__Records shown__.

___

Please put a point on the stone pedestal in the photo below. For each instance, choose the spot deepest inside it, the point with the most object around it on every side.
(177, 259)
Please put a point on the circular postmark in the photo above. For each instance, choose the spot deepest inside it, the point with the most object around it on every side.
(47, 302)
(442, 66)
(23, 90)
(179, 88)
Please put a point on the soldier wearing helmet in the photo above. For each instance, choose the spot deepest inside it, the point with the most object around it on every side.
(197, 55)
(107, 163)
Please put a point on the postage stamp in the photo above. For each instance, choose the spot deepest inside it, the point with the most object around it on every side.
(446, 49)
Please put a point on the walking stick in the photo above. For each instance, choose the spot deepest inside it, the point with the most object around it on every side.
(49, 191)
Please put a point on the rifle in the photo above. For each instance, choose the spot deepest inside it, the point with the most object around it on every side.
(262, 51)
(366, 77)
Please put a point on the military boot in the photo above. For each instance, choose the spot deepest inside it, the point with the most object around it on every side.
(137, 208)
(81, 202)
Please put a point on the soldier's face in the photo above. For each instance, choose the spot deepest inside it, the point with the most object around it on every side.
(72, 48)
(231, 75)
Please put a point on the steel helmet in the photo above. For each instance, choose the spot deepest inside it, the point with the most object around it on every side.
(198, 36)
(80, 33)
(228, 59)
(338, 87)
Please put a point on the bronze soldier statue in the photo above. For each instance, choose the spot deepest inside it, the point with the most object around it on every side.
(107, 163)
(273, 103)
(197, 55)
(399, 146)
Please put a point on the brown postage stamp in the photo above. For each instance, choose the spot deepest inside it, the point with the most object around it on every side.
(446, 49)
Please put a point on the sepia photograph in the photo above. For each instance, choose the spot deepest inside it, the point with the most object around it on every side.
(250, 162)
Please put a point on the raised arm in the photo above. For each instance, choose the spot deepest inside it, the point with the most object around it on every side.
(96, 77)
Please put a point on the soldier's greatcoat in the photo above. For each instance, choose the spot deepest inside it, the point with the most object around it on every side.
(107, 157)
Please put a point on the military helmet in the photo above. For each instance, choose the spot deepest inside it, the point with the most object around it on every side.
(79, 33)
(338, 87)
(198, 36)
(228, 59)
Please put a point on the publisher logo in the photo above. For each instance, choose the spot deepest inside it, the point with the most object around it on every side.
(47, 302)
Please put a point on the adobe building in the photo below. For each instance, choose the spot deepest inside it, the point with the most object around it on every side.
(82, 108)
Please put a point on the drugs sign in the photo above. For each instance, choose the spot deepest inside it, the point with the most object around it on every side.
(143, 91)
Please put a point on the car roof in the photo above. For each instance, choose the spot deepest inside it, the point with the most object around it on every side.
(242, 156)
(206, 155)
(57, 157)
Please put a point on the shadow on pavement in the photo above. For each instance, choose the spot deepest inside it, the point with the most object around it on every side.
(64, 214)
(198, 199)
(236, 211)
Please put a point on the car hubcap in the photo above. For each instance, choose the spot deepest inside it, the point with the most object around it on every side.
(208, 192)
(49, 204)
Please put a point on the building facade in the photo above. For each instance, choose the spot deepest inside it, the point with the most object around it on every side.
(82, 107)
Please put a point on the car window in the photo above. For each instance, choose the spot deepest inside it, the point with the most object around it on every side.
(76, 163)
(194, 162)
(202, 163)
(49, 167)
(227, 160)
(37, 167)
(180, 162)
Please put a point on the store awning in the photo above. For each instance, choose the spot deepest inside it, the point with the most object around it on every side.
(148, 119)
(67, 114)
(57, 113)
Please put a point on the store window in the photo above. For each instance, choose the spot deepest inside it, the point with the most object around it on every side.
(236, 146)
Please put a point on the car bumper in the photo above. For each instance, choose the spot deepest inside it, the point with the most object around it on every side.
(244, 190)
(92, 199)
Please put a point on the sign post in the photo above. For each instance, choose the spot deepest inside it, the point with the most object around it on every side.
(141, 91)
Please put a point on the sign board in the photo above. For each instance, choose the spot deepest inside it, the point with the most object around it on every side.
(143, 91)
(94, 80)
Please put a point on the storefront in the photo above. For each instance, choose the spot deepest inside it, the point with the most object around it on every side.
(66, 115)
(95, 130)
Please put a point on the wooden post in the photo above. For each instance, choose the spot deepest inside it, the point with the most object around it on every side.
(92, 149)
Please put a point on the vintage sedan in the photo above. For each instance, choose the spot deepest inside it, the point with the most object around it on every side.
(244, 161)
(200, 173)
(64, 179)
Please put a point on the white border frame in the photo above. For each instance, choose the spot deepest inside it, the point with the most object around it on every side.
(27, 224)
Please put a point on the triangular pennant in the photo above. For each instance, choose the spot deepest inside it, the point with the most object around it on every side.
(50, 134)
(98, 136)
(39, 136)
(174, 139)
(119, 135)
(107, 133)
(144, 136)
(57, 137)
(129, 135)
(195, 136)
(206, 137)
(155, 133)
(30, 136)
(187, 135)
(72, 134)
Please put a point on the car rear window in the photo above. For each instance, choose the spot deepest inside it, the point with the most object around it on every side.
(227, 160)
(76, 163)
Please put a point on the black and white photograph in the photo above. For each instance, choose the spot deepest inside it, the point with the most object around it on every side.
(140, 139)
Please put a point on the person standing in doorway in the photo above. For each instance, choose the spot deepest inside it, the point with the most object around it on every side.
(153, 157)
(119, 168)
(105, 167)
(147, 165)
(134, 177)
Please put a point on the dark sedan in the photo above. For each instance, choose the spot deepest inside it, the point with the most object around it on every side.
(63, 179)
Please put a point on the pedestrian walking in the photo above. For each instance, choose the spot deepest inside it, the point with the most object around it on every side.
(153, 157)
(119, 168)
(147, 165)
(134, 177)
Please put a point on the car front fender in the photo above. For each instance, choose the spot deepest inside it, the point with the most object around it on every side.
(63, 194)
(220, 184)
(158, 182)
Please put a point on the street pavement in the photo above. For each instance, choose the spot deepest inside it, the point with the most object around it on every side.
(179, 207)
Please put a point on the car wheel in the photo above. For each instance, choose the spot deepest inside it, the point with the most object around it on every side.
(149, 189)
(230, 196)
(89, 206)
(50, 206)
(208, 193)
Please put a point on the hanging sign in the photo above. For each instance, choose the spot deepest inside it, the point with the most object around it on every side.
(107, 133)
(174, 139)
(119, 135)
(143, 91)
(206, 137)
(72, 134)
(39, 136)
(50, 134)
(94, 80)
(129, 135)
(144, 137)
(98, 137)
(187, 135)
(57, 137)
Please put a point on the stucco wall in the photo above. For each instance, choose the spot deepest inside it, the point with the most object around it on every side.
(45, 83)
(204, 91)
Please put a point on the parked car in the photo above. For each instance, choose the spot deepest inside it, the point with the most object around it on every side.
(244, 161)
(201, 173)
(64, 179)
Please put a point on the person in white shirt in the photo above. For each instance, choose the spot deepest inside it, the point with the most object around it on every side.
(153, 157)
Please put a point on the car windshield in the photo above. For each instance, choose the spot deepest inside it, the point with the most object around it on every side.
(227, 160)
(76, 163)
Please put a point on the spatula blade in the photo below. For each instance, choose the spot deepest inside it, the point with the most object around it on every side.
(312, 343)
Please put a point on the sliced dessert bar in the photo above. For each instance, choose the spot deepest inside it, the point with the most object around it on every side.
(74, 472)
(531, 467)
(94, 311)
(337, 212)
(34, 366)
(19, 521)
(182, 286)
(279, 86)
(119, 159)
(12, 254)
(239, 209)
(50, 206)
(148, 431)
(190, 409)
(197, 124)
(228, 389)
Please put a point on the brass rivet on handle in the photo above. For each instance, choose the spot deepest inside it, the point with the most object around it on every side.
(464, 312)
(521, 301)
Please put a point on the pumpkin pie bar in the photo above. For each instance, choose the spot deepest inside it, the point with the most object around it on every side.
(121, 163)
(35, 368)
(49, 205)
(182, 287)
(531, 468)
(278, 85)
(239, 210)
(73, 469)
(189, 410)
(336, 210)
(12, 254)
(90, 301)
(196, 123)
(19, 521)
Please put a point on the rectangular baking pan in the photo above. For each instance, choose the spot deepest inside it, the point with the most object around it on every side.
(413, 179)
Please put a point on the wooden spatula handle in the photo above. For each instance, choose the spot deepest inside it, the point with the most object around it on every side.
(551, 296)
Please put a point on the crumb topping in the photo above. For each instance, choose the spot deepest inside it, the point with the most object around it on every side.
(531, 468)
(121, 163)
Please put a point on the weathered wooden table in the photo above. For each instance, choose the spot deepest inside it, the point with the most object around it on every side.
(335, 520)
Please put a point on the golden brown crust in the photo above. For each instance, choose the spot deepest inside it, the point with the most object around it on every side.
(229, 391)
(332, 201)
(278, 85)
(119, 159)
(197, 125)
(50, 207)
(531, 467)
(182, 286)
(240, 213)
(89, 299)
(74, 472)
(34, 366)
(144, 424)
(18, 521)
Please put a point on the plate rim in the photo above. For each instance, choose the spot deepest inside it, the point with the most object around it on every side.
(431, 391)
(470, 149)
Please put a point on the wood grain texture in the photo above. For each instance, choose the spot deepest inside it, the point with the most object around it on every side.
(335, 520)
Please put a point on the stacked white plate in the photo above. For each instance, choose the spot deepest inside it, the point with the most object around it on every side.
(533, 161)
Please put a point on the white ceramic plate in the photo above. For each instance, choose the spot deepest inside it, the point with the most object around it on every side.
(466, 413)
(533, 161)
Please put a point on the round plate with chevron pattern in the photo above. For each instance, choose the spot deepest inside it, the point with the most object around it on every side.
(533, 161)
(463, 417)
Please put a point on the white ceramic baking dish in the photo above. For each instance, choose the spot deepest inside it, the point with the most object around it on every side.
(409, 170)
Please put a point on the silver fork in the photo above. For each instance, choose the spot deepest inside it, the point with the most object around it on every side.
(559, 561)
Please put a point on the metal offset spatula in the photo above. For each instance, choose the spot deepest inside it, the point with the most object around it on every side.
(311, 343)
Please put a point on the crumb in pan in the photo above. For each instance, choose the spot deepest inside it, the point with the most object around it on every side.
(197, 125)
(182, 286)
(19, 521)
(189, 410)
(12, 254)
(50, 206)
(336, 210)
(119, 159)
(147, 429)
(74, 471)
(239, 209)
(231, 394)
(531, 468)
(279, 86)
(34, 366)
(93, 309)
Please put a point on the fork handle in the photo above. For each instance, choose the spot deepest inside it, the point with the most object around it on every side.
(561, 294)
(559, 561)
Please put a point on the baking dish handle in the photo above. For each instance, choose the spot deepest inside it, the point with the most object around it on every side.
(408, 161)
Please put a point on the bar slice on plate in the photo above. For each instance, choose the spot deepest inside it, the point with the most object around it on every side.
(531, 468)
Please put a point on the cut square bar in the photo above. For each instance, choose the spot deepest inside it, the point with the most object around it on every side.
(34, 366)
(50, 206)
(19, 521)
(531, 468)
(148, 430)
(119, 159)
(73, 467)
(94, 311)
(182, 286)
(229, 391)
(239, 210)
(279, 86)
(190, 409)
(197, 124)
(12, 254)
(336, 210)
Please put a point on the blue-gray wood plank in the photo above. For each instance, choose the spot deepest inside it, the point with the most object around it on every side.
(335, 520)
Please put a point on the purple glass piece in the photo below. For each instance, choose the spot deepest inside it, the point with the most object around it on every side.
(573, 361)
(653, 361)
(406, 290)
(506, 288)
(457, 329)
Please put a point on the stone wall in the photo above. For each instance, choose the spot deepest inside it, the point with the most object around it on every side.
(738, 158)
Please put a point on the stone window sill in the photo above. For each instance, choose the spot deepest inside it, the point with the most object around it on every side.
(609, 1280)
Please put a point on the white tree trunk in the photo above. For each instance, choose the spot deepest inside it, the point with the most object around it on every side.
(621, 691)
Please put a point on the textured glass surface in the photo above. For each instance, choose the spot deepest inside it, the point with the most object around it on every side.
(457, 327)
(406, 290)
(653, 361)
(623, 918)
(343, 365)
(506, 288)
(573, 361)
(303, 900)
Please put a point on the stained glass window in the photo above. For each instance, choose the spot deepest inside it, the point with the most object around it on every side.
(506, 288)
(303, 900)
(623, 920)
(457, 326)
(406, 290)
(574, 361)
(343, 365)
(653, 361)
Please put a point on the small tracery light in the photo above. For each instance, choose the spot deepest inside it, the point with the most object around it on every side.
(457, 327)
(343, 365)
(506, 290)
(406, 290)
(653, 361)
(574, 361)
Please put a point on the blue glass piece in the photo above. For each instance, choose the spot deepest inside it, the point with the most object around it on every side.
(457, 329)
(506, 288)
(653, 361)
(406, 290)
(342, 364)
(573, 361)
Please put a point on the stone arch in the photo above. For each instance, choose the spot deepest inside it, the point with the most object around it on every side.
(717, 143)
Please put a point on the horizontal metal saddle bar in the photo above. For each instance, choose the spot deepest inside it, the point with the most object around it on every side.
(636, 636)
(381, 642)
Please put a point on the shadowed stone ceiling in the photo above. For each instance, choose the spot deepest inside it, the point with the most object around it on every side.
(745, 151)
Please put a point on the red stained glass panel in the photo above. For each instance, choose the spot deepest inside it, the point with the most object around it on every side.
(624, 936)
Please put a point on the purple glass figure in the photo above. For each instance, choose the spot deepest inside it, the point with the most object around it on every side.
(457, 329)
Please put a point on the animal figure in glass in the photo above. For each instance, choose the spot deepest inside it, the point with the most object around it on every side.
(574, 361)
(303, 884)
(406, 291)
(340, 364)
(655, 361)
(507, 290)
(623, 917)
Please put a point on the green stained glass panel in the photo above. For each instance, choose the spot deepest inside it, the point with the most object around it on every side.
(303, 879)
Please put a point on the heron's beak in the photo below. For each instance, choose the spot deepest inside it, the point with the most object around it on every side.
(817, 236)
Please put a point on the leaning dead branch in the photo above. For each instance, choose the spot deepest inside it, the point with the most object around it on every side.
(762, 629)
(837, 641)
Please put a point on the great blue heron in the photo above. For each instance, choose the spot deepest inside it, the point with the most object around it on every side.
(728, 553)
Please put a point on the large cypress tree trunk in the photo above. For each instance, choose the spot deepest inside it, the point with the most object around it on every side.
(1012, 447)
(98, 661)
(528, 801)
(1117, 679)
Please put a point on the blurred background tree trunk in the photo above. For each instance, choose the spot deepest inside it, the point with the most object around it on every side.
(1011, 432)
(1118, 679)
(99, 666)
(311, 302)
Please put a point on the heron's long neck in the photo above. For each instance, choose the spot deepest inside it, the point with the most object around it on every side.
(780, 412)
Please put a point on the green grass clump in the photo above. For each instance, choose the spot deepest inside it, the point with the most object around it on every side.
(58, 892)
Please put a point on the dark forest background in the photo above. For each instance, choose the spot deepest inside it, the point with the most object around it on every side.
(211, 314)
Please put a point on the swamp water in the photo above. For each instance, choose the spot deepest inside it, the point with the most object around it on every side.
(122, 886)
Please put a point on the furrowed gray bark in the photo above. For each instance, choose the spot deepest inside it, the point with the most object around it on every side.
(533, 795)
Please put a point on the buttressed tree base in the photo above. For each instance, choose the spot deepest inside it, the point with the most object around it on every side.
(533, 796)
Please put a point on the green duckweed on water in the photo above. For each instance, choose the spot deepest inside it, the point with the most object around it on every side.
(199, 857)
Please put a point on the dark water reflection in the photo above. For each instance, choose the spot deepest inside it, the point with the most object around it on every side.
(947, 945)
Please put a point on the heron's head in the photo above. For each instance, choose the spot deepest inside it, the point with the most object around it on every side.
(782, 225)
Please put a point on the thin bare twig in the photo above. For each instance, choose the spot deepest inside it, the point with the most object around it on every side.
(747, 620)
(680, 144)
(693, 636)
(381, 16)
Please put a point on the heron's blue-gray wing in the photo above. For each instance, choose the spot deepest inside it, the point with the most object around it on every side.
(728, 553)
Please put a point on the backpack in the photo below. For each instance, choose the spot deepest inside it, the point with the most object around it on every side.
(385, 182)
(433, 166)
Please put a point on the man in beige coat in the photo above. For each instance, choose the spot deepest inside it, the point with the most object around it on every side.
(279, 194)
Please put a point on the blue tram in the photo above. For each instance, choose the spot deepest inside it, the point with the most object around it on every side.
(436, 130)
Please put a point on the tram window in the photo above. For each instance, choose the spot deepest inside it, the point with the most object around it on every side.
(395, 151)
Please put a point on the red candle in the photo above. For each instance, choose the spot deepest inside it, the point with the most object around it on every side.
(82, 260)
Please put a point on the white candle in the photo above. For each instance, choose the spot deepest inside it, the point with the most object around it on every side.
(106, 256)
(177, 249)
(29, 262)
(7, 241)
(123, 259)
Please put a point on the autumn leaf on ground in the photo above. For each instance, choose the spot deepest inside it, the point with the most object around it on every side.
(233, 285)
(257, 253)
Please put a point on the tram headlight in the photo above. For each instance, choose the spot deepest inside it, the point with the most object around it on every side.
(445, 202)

___

__Your objective__.
Write out only those lines that fall between the one containing "Please put a point on the tram headlight" and the end of the entries, the first and last included, exactly as they read.

__Exercise output__.
Please put a point on the tram headlight in the photo above. For each instance, choose the spot deepest inside it, the point with the most object around it on every side.
(445, 202)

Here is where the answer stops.